## Exercise prompt
Copy the lines below, swapping "even-odd" for "nonzero" and changing nothing else. Leave out the pictures.

## Data for this exercise
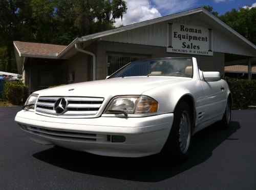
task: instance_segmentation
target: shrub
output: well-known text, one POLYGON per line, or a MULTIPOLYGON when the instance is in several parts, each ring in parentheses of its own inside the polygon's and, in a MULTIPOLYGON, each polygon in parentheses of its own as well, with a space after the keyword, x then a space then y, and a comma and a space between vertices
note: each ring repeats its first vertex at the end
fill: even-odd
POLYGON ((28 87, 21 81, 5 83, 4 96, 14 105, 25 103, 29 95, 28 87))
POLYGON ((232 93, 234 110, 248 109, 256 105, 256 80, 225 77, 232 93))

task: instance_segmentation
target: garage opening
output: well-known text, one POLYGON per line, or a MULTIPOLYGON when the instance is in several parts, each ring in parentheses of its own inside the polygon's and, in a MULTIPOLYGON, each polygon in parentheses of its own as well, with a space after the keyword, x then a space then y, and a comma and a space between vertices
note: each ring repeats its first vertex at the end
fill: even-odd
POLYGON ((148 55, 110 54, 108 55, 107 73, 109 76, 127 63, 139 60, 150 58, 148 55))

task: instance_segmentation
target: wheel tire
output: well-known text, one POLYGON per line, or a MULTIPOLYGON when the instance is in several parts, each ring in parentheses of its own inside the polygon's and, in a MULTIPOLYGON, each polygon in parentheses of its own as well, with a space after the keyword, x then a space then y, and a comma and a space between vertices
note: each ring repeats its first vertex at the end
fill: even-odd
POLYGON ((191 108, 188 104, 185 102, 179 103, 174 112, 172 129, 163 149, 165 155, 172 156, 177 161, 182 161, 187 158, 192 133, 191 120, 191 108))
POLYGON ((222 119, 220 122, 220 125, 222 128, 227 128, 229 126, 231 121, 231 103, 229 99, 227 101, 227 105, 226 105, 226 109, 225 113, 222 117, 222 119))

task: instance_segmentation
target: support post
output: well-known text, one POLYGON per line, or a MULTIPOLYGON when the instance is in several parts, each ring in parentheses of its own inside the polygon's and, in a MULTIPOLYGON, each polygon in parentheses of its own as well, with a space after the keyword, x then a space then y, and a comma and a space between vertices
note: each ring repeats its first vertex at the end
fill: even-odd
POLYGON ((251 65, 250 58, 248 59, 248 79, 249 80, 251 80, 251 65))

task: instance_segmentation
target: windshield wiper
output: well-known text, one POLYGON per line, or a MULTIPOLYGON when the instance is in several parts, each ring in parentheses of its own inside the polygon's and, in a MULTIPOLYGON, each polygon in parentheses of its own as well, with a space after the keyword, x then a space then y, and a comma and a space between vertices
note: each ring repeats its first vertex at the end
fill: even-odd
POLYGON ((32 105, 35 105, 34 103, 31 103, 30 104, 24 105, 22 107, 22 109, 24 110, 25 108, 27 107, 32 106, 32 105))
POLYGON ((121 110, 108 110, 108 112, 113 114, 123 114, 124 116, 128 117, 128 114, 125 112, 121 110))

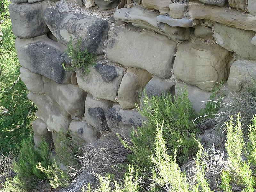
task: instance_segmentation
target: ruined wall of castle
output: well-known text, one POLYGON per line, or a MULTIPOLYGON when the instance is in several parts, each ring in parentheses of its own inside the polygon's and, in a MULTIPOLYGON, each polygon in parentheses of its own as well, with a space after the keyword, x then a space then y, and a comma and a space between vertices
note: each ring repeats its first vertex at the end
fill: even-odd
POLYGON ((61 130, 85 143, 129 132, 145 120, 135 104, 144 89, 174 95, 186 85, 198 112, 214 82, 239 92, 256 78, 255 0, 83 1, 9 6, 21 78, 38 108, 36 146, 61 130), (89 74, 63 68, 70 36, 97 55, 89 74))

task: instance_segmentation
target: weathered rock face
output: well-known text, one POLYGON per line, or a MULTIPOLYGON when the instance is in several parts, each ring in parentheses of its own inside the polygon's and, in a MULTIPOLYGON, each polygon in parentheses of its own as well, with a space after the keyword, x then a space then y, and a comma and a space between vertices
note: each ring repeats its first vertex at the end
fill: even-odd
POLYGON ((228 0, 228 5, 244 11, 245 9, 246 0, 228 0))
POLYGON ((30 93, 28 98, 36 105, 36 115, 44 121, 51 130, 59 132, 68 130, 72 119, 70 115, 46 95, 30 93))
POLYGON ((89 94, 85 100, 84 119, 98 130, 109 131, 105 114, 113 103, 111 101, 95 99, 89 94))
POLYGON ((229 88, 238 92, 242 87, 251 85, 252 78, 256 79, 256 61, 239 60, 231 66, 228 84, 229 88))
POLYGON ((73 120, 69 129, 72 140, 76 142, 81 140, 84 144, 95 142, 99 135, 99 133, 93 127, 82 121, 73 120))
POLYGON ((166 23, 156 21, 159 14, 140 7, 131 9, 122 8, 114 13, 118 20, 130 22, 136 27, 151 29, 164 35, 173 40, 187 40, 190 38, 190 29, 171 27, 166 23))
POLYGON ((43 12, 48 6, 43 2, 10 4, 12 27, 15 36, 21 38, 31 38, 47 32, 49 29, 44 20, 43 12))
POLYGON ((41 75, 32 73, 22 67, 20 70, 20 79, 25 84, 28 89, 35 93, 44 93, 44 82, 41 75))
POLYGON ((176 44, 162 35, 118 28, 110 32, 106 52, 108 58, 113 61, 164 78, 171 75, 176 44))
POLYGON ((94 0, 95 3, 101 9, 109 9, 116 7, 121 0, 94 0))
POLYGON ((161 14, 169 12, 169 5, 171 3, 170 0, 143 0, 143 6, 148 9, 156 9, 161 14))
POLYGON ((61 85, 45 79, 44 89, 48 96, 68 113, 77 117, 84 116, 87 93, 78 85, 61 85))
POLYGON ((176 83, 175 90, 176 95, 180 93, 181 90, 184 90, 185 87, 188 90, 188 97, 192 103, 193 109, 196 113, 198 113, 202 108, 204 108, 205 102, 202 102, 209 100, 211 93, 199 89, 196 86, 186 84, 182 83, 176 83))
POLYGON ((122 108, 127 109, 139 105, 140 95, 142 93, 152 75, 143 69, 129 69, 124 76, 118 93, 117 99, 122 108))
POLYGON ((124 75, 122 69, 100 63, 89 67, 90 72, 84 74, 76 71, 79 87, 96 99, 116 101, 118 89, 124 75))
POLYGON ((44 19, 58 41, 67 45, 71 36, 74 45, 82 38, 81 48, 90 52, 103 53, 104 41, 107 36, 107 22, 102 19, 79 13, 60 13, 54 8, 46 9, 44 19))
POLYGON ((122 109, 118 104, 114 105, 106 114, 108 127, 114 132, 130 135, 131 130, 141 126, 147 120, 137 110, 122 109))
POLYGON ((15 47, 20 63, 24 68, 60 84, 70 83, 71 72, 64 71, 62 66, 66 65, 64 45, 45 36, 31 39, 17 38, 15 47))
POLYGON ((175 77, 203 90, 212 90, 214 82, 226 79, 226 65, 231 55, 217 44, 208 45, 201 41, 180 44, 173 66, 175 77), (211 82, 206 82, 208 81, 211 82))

## Answer to this exercise
task: instance_segmentation
target: shrub
output: well-known text, one POLYGON per line, or a MULTIPOLYGON when the instance is in several parts, each ring in parentheses of its own inside the polygon's and, in a MULTIPOLYGON, each polygon in parentheses of its own as well, with a space after the keyword, x then a space then y, and a comma and a space between vertices
note: each ring repeats its first vertex at the end
fill: nonzero
POLYGON ((28 87, 21 81, 5 83, 4 96, 14 105, 25 103, 29 95, 28 87))
POLYGON ((232 93, 234 110, 248 109, 256 105, 256 80, 225 77, 232 93))

task: instance_segmentation
target: garage opening
output: well-known text, one POLYGON per line, or a MULTIPOLYGON when the instance is in several parts, each ring in parentheses of its own inside the polygon's and, in a MULTIPOLYGON, each polygon in parentheses of its own as well, with a space after the keyword, x then a space then y, and a comma and a space between vertices
note: each ring repeats its first vertex at the end
fill: nonzero
POLYGON ((148 55, 110 54, 108 55, 107 73, 109 76, 127 63, 139 60, 150 58, 148 55))

task: instance_segmentation
target: wheel tire
output: well-known text, one POLYGON per line, or a MULTIPOLYGON when the instance is in several parts, each ring in parentheses of its own inside the polygon's and, in a MULTIPOLYGON, each polygon in parentheses of its own as well, with a space after the keyword, x then a space then y, and a comma and a space between vertices
note: each ring repeats its first vertex at the end
fill: nonzero
POLYGON ((191 108, 188 104, 185 102, 179 103, 174 112, 172 129, 163 149, 165 155, 172 156, 177 161, 182 161, 187 158, 192 133, 191 120, 191 108))
POLYGON ((222 119, 220 122, 220 125, 222 128, 227 128, 229 126, 231 121, 231 103, 229 99, 227 101, 227 105, 226 105, 226 109, 225 113, 222 117, 222 119))

task: instance_segmentation
target: support post
output: well-known text, one POLYGON per line, or a MULTIPOLYGON when the instance is in several parts, each ring in parentheses of its own inside the polygon's and, in a MULTIPOLYGON, each polygon in parentheses of its own as well, with a space after the keyword, x then a space then y, and a comma and a space between vertices
note: each ring repeats its first vertex at the end
fill: nonzero
POLYGON ((251 65, 250 58, 248 59, 248 79, 249 80, 251 80, 251 65))

task: instance_segmentation
target: windshield wiper
output: well-known text, one POLYGON per line, or a MULTIPOLYGON when the instance is in several parts, each ring in parentheses of its own inside the polygon's and, in a MULTIPOLYGON, each polygon in parentheses of its own as well, with a space after the keyword, x then a space then y, and a comma and a space between vertices
note: each ring repeats its first vertex at the end
fill: nonzero
POLYGON ((32 105, 35 105, 34 103, 31 103, 30 104, 24 105, 22 107, 22 109, 24 110, 25 108, 27 107, 32 106, 32 105))
POLYGON ((121 110, 108 110, 108 112, 113 114, 123 114, 124 116, 128 117, 128 114, 125 112, 121 110))

task: instance_segmentation
target: ruined wall of castle
output: well-known text, one POLYGON per line, or a MULTIPOLYGON when the instance is in several parts, each ring in parentheses of its own inside the polygon's and, in a MULTIPOLYGON, each polygon in parentheses of its own as well, with a space after the keyword, x then a space then y, and a comma and a space between vertices
note: each ring repeats its first vertex at the end
fill: nonzero
POLYGON ((61 130, 85 143, 129 132, 145 120, 135 104, 144 89, 174 95, 186 85, 198 112, 214 82, 239 92, 256 78, 255 0, 83 1, 9 6, 21 78, 38 108, 36 146, 61 130), (89 74, 63 68, 70 36, 97 55, 89 74))

task: instance_segmentation
target: weathered rock face
output: well-known text, one POLYGON per line, or a MULTIPOLYGON when the instance is in several parts, each ring in parentheses of its own inside the polygon's and, in a MULTIPOLYGON, each polygon in parentheses of its own as well, with a space after the keyword, x then a space then y, and a comma and a space between vertices
note: each ring repeats its first vertex at the end
fill: nonzero
POLYGON ((228 0, 228 5, 244 11, 245 9, 246 0, 228 0))
POLYGON ((30 93, 28 98, 36 105, 36 115, 44 121, 51 130, 59 132, 68 130, 72 119, 70 115, 46 95, 30 93))
POLYGON ((89 94, 85 100, 84 119, 98 130, 109 131, 105 114, 113 103, 111 101, 95 99, 89 94))
POLYGON ((229 88, 238 92, 242 87, 251 85, 252 78, 256 79, 256 61, 239 60, 231 66, 228 84, 229 88))
POLYGON ((73 120, 69 129, 72 140, 76 142, 81 140, 84 144, 95 142, 99 135, 99 133, 93 127, 82 121, 73 120))
POLYGON ((166 23, 156 21, 159 14, 140 7, 131 9, 122 8, 114 13, 118 20, 130 22, 136 27, 151 29, 164 35, 173 40, 187 40, 190 38, 190 29, 171 27, 166 23))
POLYGON ((43 12, 48 6, 43 2, 10 4, 12 27, 15 36, 21 38, 31 38, 47 32, 49 29, 44 20, 43 12))
POLYGON ((41 75, 32 73, 22 67, 20 70, 20 79, 25 84, 28 89, 35 93, 44 93, 44 82, 41 75))
POLYGON ((176 44, 162 35, 118 28, 110 32, 106 52, 108 58, 113 61, 164 78, 171 75, 176 44))
POLYGON ((94 0, 95 3, 101 9, 109 9, 116 7, 121 0, 94 0))
POLYGON ((161 14, 169 12, 169 5, 171 3, 170 0, 143 0, 143 6, 148 9, 156 9, 161 14))
POLYGON ((61 85, 45 79, 44 89, 48 96, 68 113, 77 117, 84 116, 87 93, 78 85, 61 85))
POLYGON ((176 83, 175 90, 176 95, 180 93, 181 90, 184 90, 185 87, 188 90, 188 97, 192 103, 193 109, 196 113, 198 113, 202 108, 204 108, 205 102, 202 102, 209 100, 211 93, 199 89, 196 86, 186 84, 182 83, 176 83))
POLYGON ((122 108, 127 109, 139 105, 140 95, 142 93, 152 75, 143 69, 129 69, 124 76, 118 93, 117 99, 122 108))
POLYGON ((124 75, 122 69, 100 63, 89 67, 90 72, 84 74, 76 71, 79 87, 96 99, 116 101, 118 89, 124 75))
POLYGON ((44 19, 58 41, 67 45, 71 36, 74 45, 82 38, 81 48, 90 52, 103 53, 104 41, 107 36, 107 22, 102 19, 79 13, 60 13, 54 8, 46 9, 44 19))
POLYGON ((122 109, 118 104, 114 105, 106 114, 108 127, 114 132, 130 135, 131 130, 141 126, 147 120, 137 110, 122 109))
POLYGON ((15 47, 20 63, 24 68, 60 84, 70 83, 71 72, 64 71, 62 66, 66 65, 64 45, 45 36, 31 39, 17 38, 15 47))
POLYGON ((175 77, 203 90, 212 90, 214 82, 226 79, 226 65, 231 55, 217 44, 208 45, 201 41, 180 44, 173 66, 175 77), (211 82, 206 82, 208 81, 211 82))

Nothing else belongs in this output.